*** Opening DATA EXCERPTS ***

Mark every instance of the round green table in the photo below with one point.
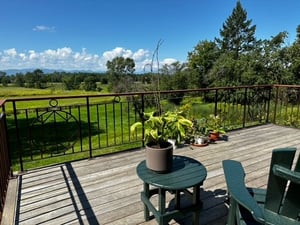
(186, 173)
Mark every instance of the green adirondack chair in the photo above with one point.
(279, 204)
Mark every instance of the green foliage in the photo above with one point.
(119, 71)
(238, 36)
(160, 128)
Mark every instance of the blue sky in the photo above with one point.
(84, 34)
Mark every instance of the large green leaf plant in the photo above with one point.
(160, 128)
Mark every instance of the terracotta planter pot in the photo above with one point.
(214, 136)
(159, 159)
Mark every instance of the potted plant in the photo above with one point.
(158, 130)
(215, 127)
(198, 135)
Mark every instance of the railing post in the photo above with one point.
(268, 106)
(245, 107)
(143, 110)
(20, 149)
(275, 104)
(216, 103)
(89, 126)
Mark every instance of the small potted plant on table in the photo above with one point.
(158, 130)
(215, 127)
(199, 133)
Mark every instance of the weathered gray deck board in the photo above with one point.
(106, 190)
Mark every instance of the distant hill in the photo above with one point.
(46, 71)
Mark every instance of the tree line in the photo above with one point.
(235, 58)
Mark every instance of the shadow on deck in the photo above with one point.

*** Closing DATA EXCERPTS ***
*** Opening DATA EXCERPTS ***

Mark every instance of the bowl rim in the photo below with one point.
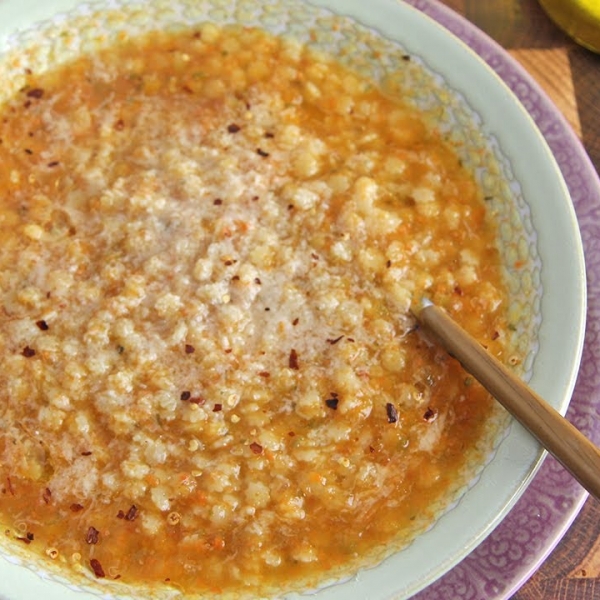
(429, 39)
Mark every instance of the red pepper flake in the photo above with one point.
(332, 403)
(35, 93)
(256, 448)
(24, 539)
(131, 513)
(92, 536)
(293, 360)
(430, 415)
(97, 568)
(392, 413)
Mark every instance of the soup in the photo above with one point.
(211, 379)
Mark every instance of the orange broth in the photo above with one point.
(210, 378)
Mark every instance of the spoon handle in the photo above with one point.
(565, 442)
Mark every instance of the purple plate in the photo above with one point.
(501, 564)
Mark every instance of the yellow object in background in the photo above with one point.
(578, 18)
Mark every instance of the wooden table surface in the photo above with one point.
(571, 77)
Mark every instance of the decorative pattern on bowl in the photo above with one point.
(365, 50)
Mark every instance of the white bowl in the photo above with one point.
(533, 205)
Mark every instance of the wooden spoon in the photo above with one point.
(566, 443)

*** Closing DATA EXCERPTS ***
*** Opening DATA EXCERPTS ***

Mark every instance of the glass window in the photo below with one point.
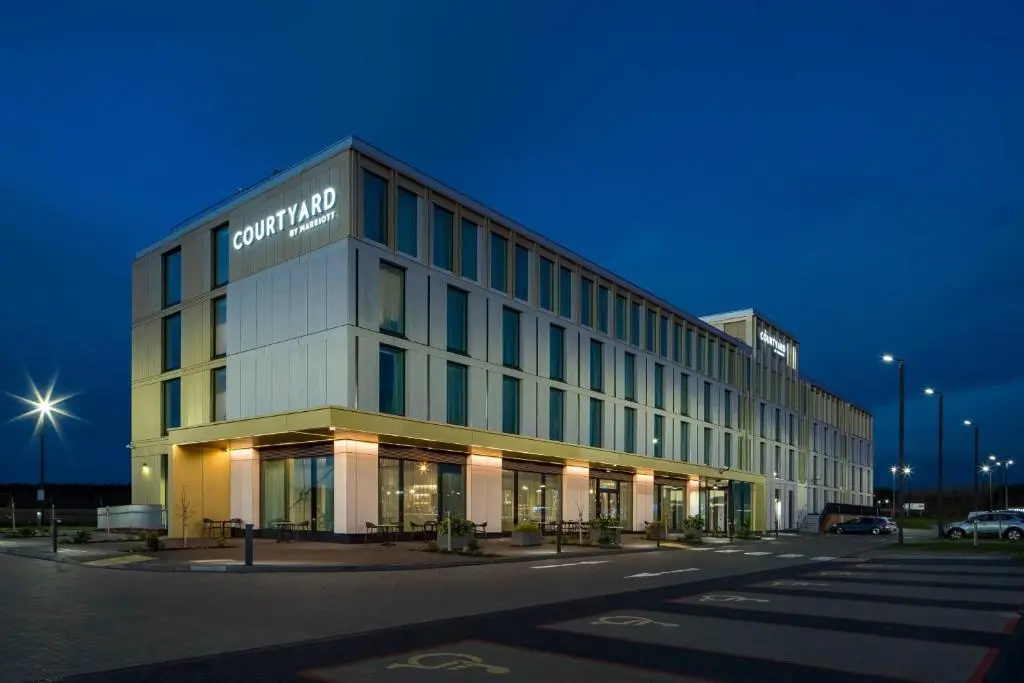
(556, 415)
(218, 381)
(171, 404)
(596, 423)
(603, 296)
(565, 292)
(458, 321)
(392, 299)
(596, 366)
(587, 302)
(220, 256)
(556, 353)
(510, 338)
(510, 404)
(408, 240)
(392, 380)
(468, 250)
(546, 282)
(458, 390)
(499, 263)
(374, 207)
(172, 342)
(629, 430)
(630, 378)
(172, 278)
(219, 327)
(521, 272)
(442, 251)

*** Closing DATA EXCERPTS ***

#### EXERCISE:
Write out exactly the lines above from the line with "Mark every instance of the blue" through the line with "Mark every instance of the shadow", both of them included, and leave out all other lines.

#### EXERCISE OUTPUT:
Mark every instance of the blue sky in the photo above with one point.
(84, 34)
Mark every instance of the large green leaf plant in the photo above with one point.
(160, 128)
Mark every instance of the terracotta planter pot in the photo above with one point.
(214, 136)
(159, 159)
Mark every instance of the potted plant in the photo above with one point.
(158, 130)
(215, 127)
(198, 135)
Mark every instance of the railing post in the photo above with one point.
(268, 106)
(245, 107)
(143, 110)
(20, 149)
(275, 104)
(216, 103)
(89, 126)
Mark every instance of the small potted plant on table in the photo above with one point.
(158, 130)
(215, 127)
(199, 133)
Mark every instance of the weathered gray deck board in the photo above with one point.
(106, 190)
Mark every instance of the distant hill in the photo above with one point.
(46, 71)
Mark every instance of the tree line in the photo above with one point.
(235, 58)
Mark every instance of the shadow on deck in the photo above with one point.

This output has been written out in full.